→ Problem details
Transcribe the lines below from the line with "FIND: wet petal" to the line with "column 77, row 252", both included, leaving the pictures out of your answer.

[Photo object pointing rows]
+++

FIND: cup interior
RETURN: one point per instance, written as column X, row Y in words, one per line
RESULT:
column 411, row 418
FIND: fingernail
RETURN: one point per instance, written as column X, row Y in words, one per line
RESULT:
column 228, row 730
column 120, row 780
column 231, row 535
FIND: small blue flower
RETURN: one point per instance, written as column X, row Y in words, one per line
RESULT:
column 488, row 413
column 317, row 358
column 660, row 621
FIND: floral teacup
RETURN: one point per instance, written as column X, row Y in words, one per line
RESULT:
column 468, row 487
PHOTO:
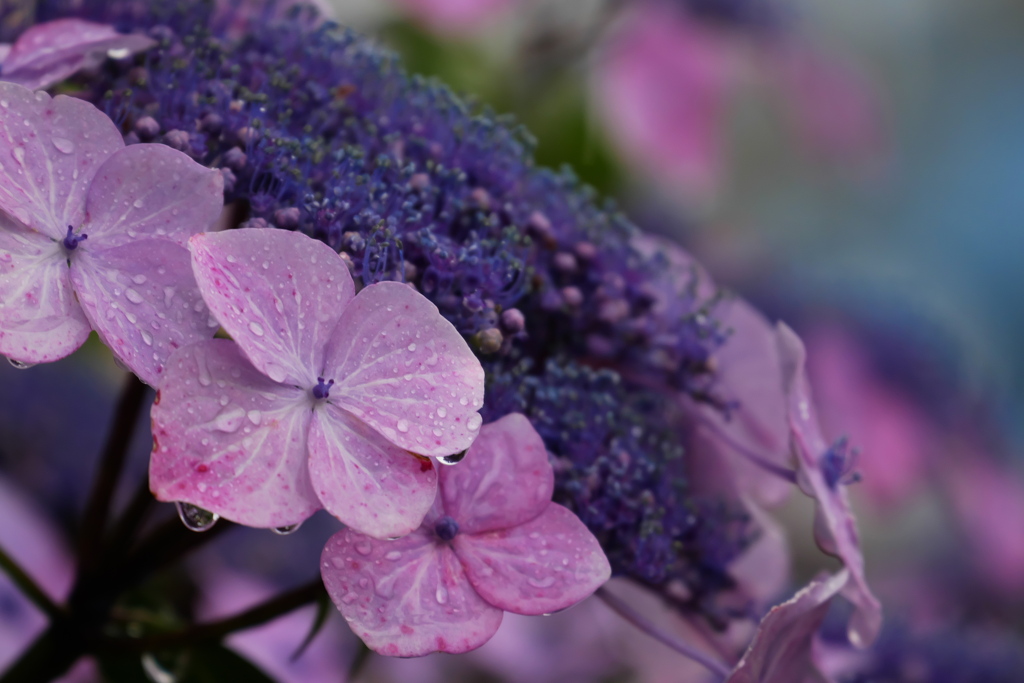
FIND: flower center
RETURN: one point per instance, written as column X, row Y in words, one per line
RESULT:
column 323, row 389
column 71, row 241
column 446, row 528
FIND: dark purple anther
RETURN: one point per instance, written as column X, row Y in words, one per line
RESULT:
column 446, row 528
column 323, row 390
column 72, row 240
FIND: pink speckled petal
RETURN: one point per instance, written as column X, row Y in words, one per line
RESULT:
column 782, row 648
column 279, row 294
column 47, row 53
column 835, row 526
column 504, row 480
column 364, row 479
column 404, row 370
column 229, row 440
column 547, row 564
column 142, row 301
column 40, row 321
column 152, row 190
column 49, row 152
column 408, row 597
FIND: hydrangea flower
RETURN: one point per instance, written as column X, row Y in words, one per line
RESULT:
column 325, row 398
column 494, row 542
column 91, row 236
column 47, row 53
column 822, row 470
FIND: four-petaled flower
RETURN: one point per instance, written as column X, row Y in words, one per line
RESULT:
column 326, row 398
column 493, row 542
column 47, row 53
column 92, row 236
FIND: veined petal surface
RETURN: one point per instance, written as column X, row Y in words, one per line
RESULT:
column 142, row 301
column 40, row 321
column 504, row 480
column 279, row 294
column 50, row 150
column 547, row 564
column 407, row 597
column 229, row 440
column 152, row 190
column 365, row 480
column 404, row 370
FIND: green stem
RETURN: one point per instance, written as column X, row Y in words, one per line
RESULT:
column 215, row 631
column 97, row 509
column 29, row 587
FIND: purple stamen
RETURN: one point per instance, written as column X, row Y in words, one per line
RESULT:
column 71, row 241
column 323, row 390
column 446, row 528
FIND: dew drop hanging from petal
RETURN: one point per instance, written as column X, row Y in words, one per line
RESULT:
column 195, row 518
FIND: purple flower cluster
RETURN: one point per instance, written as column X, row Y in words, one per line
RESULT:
column 317, row 130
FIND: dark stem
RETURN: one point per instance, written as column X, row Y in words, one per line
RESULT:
column 29, row 587
column 642, row 623
column 215, row 631
column 112, row 463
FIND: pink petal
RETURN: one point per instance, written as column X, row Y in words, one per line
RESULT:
column 365, row 480
column 406, row 371
column 40, row 321
column 663, row 85
column 49, row 153
column 407, row 597
column 835, row 527
column 47, row 53
column 152, row 190
column 141, row 299
column 782, row 648
column 547, row 564
column 749, row 373
column 229, row 440
column 279, row 294
column 504, row 480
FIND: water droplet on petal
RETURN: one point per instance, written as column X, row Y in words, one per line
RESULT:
column 64, row 145
column 195, row 518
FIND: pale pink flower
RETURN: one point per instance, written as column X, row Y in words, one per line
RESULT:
column 91, row 236
column 47, row 53
column 322, row 399
column 783, row 648
column 494, row 542
column 822, row 471
column 457, row 16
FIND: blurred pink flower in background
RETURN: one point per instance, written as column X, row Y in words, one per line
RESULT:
column 457, row 16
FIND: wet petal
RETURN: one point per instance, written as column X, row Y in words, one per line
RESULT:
column 547, row 564
column 404, row 370
column 279, row 295
column 505, row 478
column 40, row 321
column 365, row 480
column 49, row 152
column 835, row 527
column 408, row 597
column 142, row 300
column 781, row 650
column 148, row 190
column 47, row 53
column 229, row 440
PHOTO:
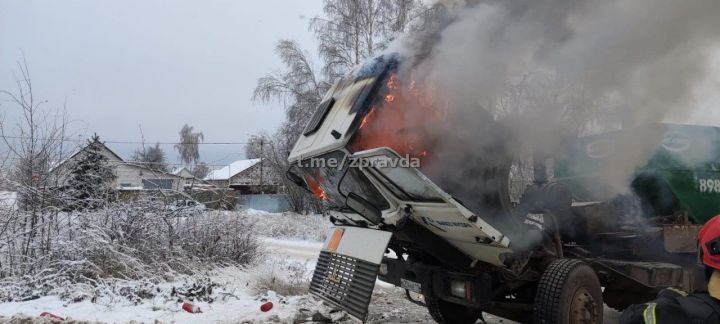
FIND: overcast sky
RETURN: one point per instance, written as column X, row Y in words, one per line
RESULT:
column 159, row 64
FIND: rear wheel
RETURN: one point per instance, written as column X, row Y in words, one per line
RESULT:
column 569, row 292
column 449, row 313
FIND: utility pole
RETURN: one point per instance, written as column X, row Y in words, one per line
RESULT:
column 262, row 142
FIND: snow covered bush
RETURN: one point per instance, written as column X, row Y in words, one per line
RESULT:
column 77, row 252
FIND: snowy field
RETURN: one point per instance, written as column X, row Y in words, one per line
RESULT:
column 233, row 294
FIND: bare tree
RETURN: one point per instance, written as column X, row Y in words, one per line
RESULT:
column 200, row 170
column 352, row 30
column 152, row 157
column 34, row 143
column 189, row 146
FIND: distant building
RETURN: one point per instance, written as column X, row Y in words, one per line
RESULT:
column 188, row 178
column 130, row 175
column 247, row 176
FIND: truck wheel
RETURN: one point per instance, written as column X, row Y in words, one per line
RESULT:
column 445, row 312
column 568, row 293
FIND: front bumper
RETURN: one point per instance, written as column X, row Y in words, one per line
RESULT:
column 436, row 281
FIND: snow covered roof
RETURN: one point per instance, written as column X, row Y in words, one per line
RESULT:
column 8, row 199
column 231, row 170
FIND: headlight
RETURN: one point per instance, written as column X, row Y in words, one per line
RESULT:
column 383, row 269
column 458, row 289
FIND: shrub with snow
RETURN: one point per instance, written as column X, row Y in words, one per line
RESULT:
column 76, row 254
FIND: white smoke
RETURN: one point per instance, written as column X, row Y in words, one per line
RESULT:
column 549, row 69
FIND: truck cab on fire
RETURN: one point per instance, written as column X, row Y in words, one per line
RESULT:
column 361, row 154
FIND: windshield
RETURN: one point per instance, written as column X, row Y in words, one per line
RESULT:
column 331, row 180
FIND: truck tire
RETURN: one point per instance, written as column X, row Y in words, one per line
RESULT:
column 569, row 292
column 445, row 312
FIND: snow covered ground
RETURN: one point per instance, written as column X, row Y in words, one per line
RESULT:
column 238, row 293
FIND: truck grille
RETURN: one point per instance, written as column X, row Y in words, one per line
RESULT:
column 345, row 282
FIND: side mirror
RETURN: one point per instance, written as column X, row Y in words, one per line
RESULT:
column 363, row 207
column 296, row 179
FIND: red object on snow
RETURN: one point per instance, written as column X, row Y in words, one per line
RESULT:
column 190, row 308
column 51, row 316
column 266, row 307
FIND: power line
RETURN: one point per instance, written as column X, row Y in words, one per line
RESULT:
column 128, row 142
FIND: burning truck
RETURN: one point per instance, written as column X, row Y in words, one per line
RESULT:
column 414, row 209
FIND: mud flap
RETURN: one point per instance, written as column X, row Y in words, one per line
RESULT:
column 348, row 267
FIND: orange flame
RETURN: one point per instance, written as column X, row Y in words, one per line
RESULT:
column 314, row 186
column 367, row 117
column 401, row 120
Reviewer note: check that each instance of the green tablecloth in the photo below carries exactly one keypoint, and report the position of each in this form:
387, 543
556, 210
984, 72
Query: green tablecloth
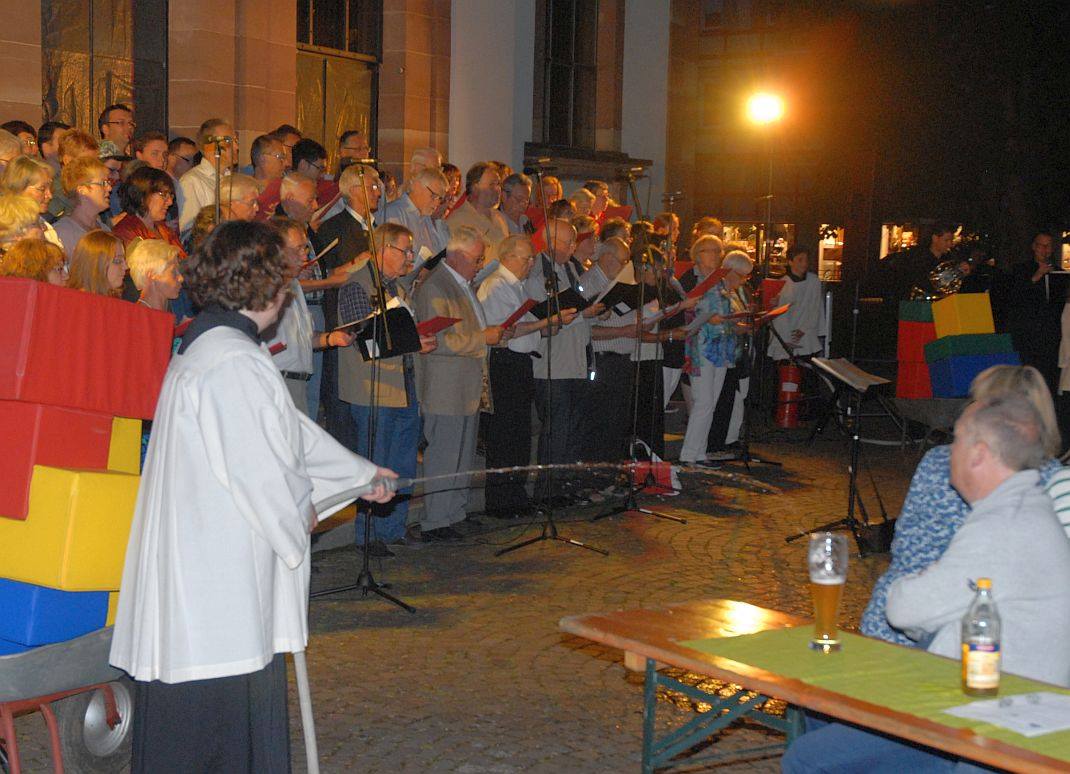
901, 679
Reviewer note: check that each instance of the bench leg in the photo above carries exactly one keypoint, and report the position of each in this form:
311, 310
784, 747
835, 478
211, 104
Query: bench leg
11, 745
650, 708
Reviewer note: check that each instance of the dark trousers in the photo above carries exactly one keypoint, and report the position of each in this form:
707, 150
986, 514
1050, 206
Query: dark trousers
722, 414
650, 409
337, 418
608, 409
235, 725
507, 433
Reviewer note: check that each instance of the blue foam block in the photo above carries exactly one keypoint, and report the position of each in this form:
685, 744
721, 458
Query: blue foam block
952, 376
9, 649
35, 615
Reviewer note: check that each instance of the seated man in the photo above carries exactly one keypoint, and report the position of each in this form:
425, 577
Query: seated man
1011, 535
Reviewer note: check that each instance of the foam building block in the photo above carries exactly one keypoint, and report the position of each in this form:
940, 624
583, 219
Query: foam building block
75, 535
916, 310
46, 435
124, 453
963, 313
913, 381
912, 340
9, 649
968, 344
113, 353
952, 376
34, 615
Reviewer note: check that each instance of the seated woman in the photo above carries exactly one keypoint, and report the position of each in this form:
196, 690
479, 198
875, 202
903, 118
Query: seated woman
154, 269
713, 348
32, 178
933, 511
34, 259
19, 218
88, 183
146, 196
98, 264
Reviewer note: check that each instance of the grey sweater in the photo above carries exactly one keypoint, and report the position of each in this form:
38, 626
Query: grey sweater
1013, 537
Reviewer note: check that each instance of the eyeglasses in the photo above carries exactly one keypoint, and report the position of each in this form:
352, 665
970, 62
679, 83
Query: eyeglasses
436, 196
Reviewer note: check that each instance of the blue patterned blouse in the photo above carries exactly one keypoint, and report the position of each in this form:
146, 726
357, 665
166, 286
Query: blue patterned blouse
715, 344
931, 515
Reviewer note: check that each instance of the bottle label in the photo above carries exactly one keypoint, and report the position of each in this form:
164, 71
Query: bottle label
980, 665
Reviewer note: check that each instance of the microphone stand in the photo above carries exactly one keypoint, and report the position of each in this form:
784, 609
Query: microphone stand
630, 504
553, 308
365, 580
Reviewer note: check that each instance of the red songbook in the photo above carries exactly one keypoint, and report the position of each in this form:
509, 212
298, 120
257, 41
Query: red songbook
429, 328
524, 308
709, 282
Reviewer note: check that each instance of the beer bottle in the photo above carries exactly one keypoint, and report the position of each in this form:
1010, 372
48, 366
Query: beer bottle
980, 643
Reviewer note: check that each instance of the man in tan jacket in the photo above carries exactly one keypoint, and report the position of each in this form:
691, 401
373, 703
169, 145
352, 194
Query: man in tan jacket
451, 381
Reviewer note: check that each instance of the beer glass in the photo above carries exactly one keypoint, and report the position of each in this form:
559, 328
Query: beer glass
827, 560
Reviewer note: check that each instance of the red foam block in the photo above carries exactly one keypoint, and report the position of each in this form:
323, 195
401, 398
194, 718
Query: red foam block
913, 381
913, 337
67, 348
46, 435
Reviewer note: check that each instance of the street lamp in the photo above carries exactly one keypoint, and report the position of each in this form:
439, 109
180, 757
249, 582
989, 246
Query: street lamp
764, 109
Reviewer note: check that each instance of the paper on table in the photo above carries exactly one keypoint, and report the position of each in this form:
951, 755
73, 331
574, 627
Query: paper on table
1028, 714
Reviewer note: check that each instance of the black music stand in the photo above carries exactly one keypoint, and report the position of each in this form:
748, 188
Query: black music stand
869, 537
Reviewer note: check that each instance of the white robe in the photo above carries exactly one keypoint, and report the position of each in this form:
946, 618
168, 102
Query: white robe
217, 564
807, 314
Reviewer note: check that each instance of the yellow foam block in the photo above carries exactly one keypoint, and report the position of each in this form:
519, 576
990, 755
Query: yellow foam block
963, 313
124, 452
74, 536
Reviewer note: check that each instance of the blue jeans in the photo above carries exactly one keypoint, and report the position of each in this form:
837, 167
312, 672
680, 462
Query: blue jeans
397, 434
839, 748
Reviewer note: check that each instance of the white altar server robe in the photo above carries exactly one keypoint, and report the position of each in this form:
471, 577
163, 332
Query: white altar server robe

+++

→ Problem solution
FIND: wet petal
RETURN: one point per instance, written as column X, row Y in words, one per line
RESULT:
column 547, row 564
column 404, row 370
column 279, row 295
column 505, row 478
column 40, row 321
column 365, row 480
column 49, row 152
column 835, row 527
column 408, row 597
column 142, row 300
column 781, row 650
column 148, row 190
column 47, row 53
column 229, row 440
PHOTO:
FIND: overcast sky
RETURN: one point per instance, written as column X, row Y in words, one per line
RESULT:
column 159, row 64
FIND: rear wheel
RETURN: one point per instance, written as column X, row Y in words, one per line
RESULT:
column 569, row 292
column 449, row 313
FIND: utility pole
RETURN: one point per instance, written as column X, row Y in words, one per line
RESULT:
column 262, row 142
FIND: snow covered bush
RETURN: one point per instance, written as column X, row Y in words, one per line
RESULT:
column 77, row 252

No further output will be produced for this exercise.